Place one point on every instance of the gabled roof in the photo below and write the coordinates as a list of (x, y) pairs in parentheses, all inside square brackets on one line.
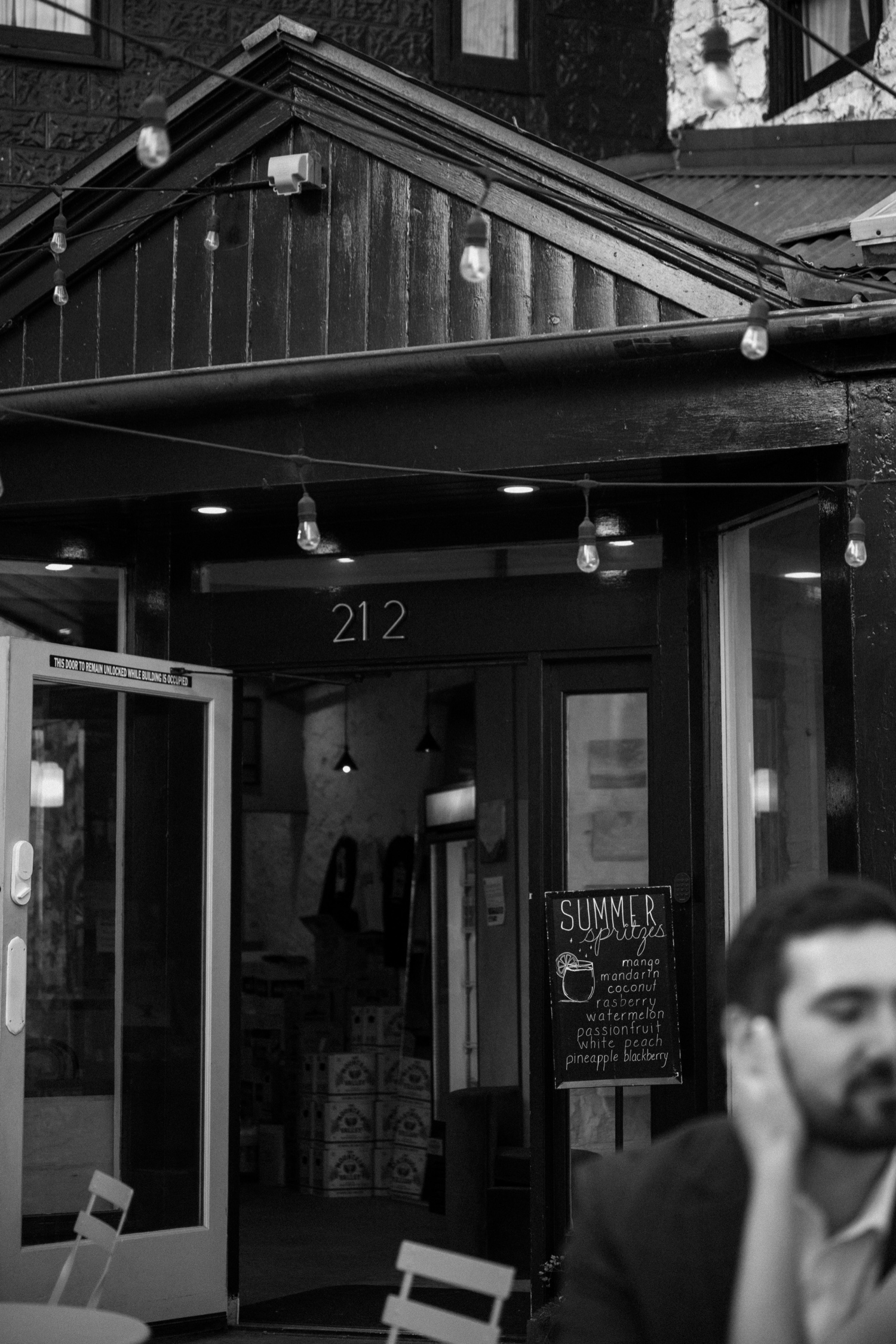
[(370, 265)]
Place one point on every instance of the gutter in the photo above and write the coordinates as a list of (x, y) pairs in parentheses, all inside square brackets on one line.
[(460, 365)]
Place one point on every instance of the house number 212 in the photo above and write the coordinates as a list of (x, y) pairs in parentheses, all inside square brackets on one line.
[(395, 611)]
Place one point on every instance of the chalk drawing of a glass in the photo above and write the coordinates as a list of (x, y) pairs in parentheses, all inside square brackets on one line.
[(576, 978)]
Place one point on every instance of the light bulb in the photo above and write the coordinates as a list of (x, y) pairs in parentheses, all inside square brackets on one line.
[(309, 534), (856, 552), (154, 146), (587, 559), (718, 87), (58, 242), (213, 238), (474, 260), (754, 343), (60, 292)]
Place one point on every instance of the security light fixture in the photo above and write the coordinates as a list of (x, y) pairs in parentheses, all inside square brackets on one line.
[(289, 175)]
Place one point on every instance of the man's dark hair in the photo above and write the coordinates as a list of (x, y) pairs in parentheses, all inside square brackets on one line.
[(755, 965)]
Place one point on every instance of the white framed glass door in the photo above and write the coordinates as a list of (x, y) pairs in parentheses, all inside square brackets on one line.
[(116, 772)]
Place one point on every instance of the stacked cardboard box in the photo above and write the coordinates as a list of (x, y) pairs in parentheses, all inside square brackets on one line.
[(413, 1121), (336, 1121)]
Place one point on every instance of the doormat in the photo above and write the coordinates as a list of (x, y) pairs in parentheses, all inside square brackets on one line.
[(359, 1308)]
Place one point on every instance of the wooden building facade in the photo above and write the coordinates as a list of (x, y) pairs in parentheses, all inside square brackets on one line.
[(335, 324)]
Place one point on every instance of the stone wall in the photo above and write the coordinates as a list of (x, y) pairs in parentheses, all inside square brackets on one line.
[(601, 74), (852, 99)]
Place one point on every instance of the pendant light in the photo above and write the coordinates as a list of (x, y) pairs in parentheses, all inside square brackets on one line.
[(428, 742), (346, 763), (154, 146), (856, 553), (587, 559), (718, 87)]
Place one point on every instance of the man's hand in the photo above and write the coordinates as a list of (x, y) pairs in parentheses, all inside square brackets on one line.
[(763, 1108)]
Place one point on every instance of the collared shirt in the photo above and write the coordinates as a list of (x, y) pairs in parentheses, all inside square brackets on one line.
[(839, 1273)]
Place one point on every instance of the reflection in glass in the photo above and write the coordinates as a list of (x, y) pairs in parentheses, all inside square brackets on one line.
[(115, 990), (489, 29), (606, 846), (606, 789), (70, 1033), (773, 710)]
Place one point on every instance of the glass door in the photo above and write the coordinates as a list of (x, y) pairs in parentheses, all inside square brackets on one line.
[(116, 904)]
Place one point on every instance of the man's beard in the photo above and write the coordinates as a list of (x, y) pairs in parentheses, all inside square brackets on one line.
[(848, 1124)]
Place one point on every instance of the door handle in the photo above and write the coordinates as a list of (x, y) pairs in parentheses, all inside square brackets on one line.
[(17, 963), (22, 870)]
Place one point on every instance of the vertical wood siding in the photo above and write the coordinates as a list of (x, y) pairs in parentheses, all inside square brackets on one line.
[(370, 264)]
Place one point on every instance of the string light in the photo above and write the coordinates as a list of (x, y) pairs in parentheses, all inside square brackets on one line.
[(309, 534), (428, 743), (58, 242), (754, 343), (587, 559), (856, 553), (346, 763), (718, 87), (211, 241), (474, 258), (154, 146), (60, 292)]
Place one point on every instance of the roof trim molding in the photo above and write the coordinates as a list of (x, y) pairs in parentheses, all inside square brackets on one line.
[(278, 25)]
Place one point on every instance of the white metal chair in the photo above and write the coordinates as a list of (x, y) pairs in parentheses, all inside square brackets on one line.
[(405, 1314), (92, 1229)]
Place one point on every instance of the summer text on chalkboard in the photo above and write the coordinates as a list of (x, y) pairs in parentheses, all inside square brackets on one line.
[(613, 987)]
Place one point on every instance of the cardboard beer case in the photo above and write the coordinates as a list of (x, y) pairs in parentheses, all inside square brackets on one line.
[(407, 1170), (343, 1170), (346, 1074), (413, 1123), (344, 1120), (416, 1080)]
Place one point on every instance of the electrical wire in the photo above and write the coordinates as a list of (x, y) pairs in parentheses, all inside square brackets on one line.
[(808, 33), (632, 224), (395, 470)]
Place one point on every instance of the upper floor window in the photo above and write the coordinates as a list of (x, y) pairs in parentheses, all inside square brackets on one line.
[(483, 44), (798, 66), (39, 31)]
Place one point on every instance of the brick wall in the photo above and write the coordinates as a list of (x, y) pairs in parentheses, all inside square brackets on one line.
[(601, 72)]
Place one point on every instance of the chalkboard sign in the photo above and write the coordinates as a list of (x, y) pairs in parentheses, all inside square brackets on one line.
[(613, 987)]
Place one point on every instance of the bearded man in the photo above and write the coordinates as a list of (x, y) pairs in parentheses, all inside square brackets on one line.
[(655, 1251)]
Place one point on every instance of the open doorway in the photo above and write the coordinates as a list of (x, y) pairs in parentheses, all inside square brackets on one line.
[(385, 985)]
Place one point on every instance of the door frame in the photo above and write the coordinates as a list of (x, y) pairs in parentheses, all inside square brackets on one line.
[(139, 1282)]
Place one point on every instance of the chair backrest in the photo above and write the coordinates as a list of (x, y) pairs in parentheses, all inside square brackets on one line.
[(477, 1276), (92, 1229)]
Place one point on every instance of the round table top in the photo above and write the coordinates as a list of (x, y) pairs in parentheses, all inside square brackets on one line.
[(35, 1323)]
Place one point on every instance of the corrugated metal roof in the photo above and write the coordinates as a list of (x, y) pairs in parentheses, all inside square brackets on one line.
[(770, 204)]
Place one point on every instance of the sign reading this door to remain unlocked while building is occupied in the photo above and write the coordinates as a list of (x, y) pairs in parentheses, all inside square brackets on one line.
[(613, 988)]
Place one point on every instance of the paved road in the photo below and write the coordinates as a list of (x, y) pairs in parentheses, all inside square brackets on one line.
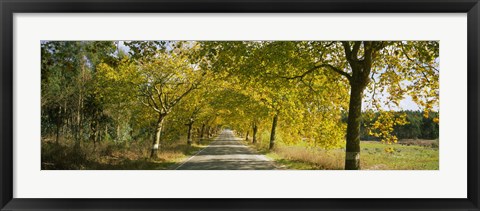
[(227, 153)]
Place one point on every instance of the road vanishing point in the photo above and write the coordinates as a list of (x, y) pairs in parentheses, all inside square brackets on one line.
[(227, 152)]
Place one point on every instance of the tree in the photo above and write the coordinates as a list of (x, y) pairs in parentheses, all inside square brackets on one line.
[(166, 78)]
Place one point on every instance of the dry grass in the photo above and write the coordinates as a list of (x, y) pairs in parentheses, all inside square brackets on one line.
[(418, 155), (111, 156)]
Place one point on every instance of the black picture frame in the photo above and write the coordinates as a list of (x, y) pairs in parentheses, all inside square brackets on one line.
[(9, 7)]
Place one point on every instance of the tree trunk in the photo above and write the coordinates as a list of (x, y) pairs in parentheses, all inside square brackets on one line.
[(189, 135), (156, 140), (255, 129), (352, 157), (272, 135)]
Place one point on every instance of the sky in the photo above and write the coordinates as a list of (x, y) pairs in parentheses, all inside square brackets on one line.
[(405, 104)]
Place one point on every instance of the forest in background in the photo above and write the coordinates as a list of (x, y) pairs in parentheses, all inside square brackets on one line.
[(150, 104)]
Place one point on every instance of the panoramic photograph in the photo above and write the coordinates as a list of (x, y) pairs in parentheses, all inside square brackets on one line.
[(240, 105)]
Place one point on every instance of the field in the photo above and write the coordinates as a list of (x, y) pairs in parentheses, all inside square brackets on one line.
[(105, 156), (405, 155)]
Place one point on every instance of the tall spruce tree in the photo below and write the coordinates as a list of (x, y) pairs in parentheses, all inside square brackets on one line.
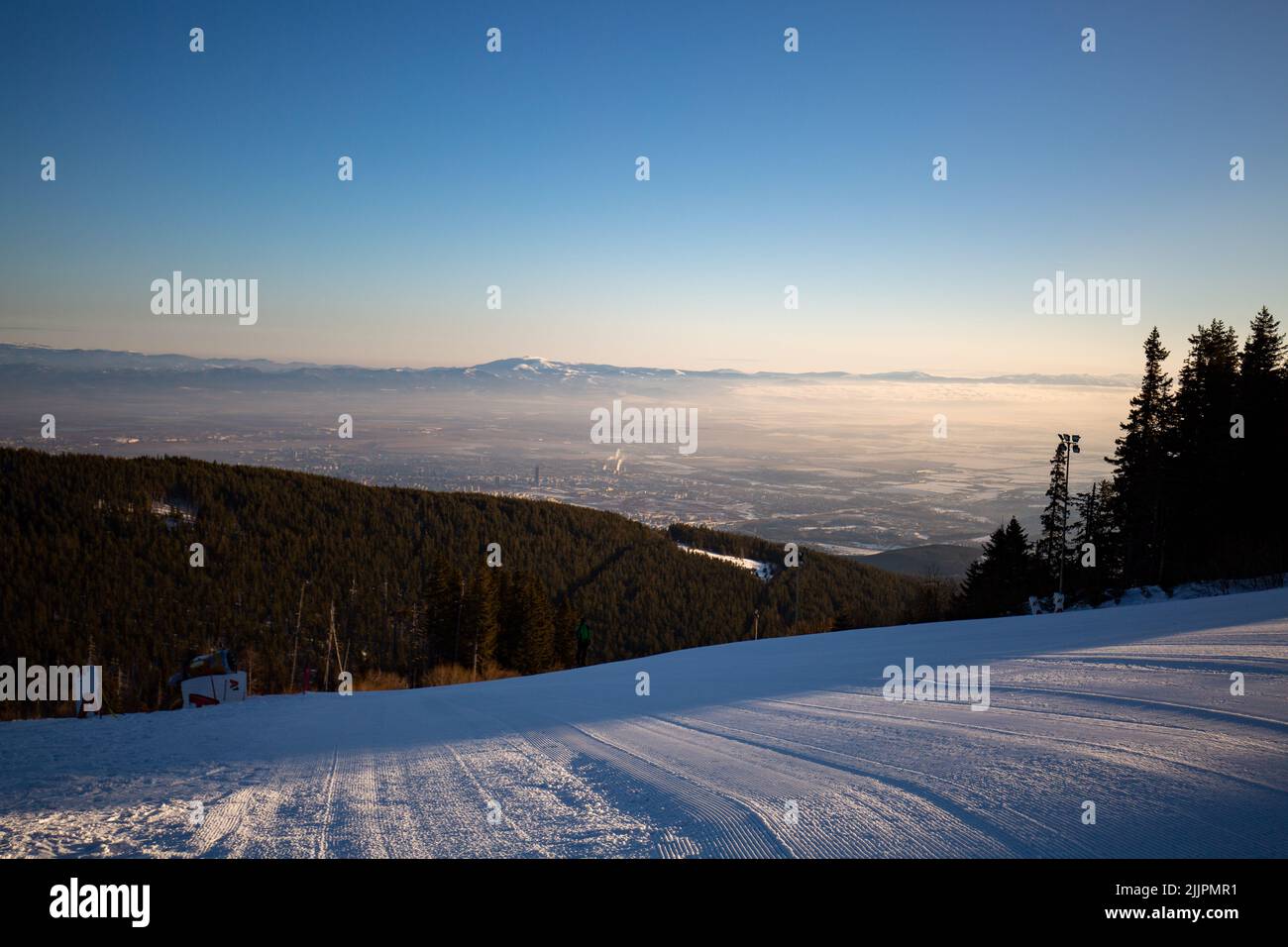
----
→ Required action: Repeat the records above exactly. Pictures do not belong in the copy.

→ Written solution:
Place one point on every instance of the gabled roof in the photo below and write the coordinates as a list of (x, y) pairs in parentheses, all inside square brackets on one line.
[(370, 265)]
Place one point on every instance of the gutter in the photo above and write the coordinates as a list of (x, y) pairs in parentheses, all inside square brackets on one line.
[(460, 365)]
Place one point on every instance of the house number 212 in the photo above and write the coordinates as a list of (x, y) pairs in parentheses, all inside square brackets on one line.
[(395, 611)]
Place one point on every instance of the chalk drawing of a glass in the photo above and write the coordinates as a list of (x, y) pairs in parentheses, all inside square brackets on one line.
[(576, 978)]
Place one point on every instance of the light bulb in the photo above and write the coordinates as a list of (x, y) pairs in parentheses, all inside square brackets on one line.
[(309, 534), (856, 552), (154, 146), (587, 559), (718, 87), (58, 242), (213, 238), (474, 260), (754, 343), (60, 292)]
Place one point on every instance of the security light fixture in the photo above and write the coordinates as a list of (x, y) pairs in parentheses, all inside square brackets on one line.
[(289, 175)]
Place one point on every instance of the man's dark hair in the photo above and write the coordinates as a list of (x, y) pairs in parentheses, all inside square brackets on one line.
[(755, 965)]
Place one point on every instance of the white framed glass door in the photo above and write the coordinates as a list of (x, y) pairs in parentheses, all inside square brackets on one line.
[(116, 772)]
Place one point on every instance of the stacked cardboard box in the photo above and write the coordinates as a list of (x, y) pairs in parentheses, all inside square brackets on one line.
[(413, 1121), (336, 1121)]
Place one point on every instance of the doormat in the photo above and write the coordinates as a list of (x, y) pairs in parentheses, all inside square brackets on one line.
[(359, 1308)]
Place one point on every instance of the wooden building facade in the photo above and write the coordinates as a list of (x, y) pairs in parentheses, all inside square brackets on one line.
[(335, 324)]
Place one point on every instance of the stone wall in the photo above and write the coordinates as a list of (x, y) pairs in parentheses, all inside square brackets on one line.
[(601, 74), (852, 99)]
Place one point on every instance of the pendant light in the photo above and write the coordinates as a list of (x, y) pairs in parentheses, all inside square brackets on one line.
[(428, 742), (346, 763), (154, 146), (856, 553), (587, 559), (718, 87)]
Place one point on every instance of the man's hand in the photo above and write the coordinates as a list of (x, y) pairs in parentheses, all inside square brackets on one line.
[(763, 1108)]
Place one point on every instance of the collared shirt in the photo above and write the coordinates as a list of (x, y) pairs in parentheses, all inside square brackets on one line.
[(839, 1273)]
Place one point on every instance of the reflection in glass in the photo above and write the coordinates as a list of (x, y) pairs in parentheses, all inside square brackets on one line.
[(115, 990), (489, 29), (606, 846), (606, 789), (70, 1033), (773, 710)]
Place one point on every instance of the glass door in the photo above and write the coordinates as a list of (x, y) pairs in parentheses, all inside square brackets on one line.
[(116, 904)]
Place one point on every instance of the man's beard in the photo above and write the coordinates as a list of (x, y) pairs in parentheses, all inside square brackets on one line.
[(848, 1124)]
Place one point on every instance of the door handle in the photo above and write the coordinates as a list of (x, y) pairs in parentheses, all inside square brackets on one line.
[(17, 963), (22, 870)]
Place one point on every instance of the vertical wood siding in the photo above and write the coordinates as a list of (x, y) pairs in parentheses, all inside square brackets on one line.
[(370, 264)]
Place one point on every instance of the string light in the photo above and write the coordinates as a list of (x, y) pairs in parentheses, all inside square brackets on one line.
[(309, 534), (428, 743), (58, 242), (754, 343), (587, 559), (856, 553), (346, 763), (718, 87), (211, 241), (474, 258), (154, 146), (60, 292)]
Place one point on every instance of the roof trim molding in the photo above and write the coordinates as a list of (x, y) pairs in parentheses, all inside square brackets on one line.
[(278, 25)]
Place one point on every instance of the white metal chair in the photo above and write the coordinates as a list of (x, y) pairs in parentheses, all inside square brackets on one line.
[(405, 1314), (92, 1229)]
Place one point on every instance of the summer text on chalkboard in the photo above and write the coordinates as a list of (x, y) pairs in parentheses, all inside square brackets on one line.
[(613, 987)]
Place one point on every instance of the cardboard beer case in the photo above and write the coordinates as a list of (x, y) pairs in parentheses, all inside square brackets on one line.
[(407, 1170), (343, 1170), (346, 1074), (413, 1123), (344, 1120), (416, 1080)]
Place one point on every instance of the electrical wire in the photo above and write the coordinates as a list of (x, y) pairs in parentheses, all inside square brackets on one line.
[(808, 33), (632, 224), (395, 470)]
Place one point on every instance of the upper floor window in the photo above and write the coordinates as a list of (x, y) pairs in parentheses, all inside square brackets on one line.
[(483, 44), (798, 66), (39, 31)]
Place one point on every instance of the brick wall in the photo above and write the coordinates as a list of (x, y) pairs in parentheses, all inside square brackets on one line.
[(601, 72)]
Place one point on every instance of the chalkboard sign in the photo above and write the coordinates as a list of (x, y) pairs in parentheses, all inside square brackets on one line.
[(613, 987)]
Place one point on every instance of the bearded man in the photo above and write the coordinates as a list of (x, y) pairs in parentheses, all inside square brackets on one line.
[(655, 1251)]
Place one point on every instance of the open doorway in the photo above and write the coordinates as a list of (x, y) pairs in parentheses, all inside square brackets on one line.
[(385, 985)]
Place one point on every instance of the door frame in the photo above and write the coordinates as a list of (x, y) pairs in parentheses, all inside square brackets on one line.
[(139, 1282)]
Place one point on every instance of the chair backrest in the photo above and write the coordinates as a list of (x, y) pairs in parentheses, all inside square brackets on one line.
[(477, 1276), (92, 1229)]
Place one point on every instance of the round table top in the photo above and write the coordinates as a list of (x, y) pairs in parentheses, all inside square brackets on one line.
[(35, 1323)]
Place one point on every instance of the corrugated metal roof in the photo above and write the coordinates as a list of (x, y) pairs in parentheses, all inside square brackets on one line.
[(770, 204)]
Place one point on every instance of the sign reading this door to remain unlocked while building is occupied in the photo above and write the coordinates as a list of (x, y) pairs in parentheses, all inside square brackets on one line.
[(613, 988)]
Place one point on every instance of the paved road in the photo below and write the coordinates as a list of (x, y) pairs in parentheses, all inside square brackets on one line.
[(227, 153)]
Place one point on every instance of the road vanishing point in the photo above and write the coordinates as a list of (x, y) pairs in parentheses, all inside square brackets on one line.
[(227, 152)]
Place one point on every instance of the tree in the photo above and write the coordinates as a list of (x, y) pairs in parentheses, all inside square brackets on one line.
[(166, 78)]
Place one point on every instance of the dry grass in the photo above and write the coordinates as a list of (x, y) pairs in parentheses, all inside square brackets on one line.
[(418, 155), (111, 156)]
Place one point on every instance of the black picture frame in the photo above and write the coordinates as a list of (x, y) pairs in parentheses, all inside square brackets on one line.
[(9, 7)]
Place one point on every instance of the tree trunk in the photo above and write the coordinates as a list of (x, y) pairs in parentheses, all inside square brackets on one line.
[(189, 135), (156, 140), (255, 129), (352, 157), (272, 135)]
Place one point on every instance of the sky in the photo above and write the coordinates as a list of (x, y) pairs in parentheses, all inside square brackets on one line.
[(405, 104)]
Place one point on every instance of the forest in background in the photo above and write the coordinates as a list of (x, y) pairs in parentheses, all inside square brackets on one line.
[(150, 104)]
Place one point on every instance of the panoramic photograph in the photo above and write the coordinates as a list of (x, y) pairs in parentheses, all inside square brackets on one line.
[(240, 105)]
Place one point on every instance of the field in the photo above and write the coordinates as a list of (x, y) pairs in parentheses, all inside square brackets on one line.
[(105, 156), (405, 155)]
Place one point on every instance of the tall spruce tree in the photo below and write the coordinates as a list of (x, y) pairs in parentheses, all inside square brackets on one line.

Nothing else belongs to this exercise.